## PROBLEM DETAILS
In the listing below, which lines contain the string "stone"? Copy them all.

## DATA UNDER STUDY
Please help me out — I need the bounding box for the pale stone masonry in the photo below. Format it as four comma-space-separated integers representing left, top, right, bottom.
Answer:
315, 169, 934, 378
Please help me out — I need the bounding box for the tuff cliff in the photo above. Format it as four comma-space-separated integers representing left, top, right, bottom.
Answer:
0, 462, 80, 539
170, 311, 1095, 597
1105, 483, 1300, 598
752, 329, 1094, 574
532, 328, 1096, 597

==

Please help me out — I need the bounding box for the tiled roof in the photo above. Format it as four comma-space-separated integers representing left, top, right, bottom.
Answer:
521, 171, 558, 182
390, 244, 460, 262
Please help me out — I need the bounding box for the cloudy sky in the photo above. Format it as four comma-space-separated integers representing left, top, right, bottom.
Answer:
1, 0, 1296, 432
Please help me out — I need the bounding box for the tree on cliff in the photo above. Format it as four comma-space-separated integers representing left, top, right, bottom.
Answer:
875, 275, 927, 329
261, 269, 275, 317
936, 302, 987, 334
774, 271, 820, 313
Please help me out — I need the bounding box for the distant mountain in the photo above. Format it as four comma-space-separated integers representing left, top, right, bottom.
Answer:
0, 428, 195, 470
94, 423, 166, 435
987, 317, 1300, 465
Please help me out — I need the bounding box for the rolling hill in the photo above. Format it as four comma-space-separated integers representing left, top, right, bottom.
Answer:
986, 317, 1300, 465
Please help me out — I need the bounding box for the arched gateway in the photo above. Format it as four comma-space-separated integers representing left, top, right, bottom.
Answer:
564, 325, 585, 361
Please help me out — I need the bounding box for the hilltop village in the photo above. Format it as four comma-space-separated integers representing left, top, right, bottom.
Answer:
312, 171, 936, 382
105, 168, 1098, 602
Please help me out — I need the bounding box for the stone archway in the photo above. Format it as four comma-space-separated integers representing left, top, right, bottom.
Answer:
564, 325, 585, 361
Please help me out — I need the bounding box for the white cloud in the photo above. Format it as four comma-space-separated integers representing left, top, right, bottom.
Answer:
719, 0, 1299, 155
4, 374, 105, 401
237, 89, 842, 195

==

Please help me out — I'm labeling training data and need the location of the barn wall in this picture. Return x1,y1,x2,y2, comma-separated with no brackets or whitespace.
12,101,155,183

## EXERCISE OUTPUT
Please help me out — I need the bounding box for the pale stone masonry in the photo below. Format it as four comma-space-separated integers representing left, top, right, bottom.
Please help me out — I need the bounding box for the stone archway in the photo above. Format it as four comma-space-separated integers representing left, top, right, bottom.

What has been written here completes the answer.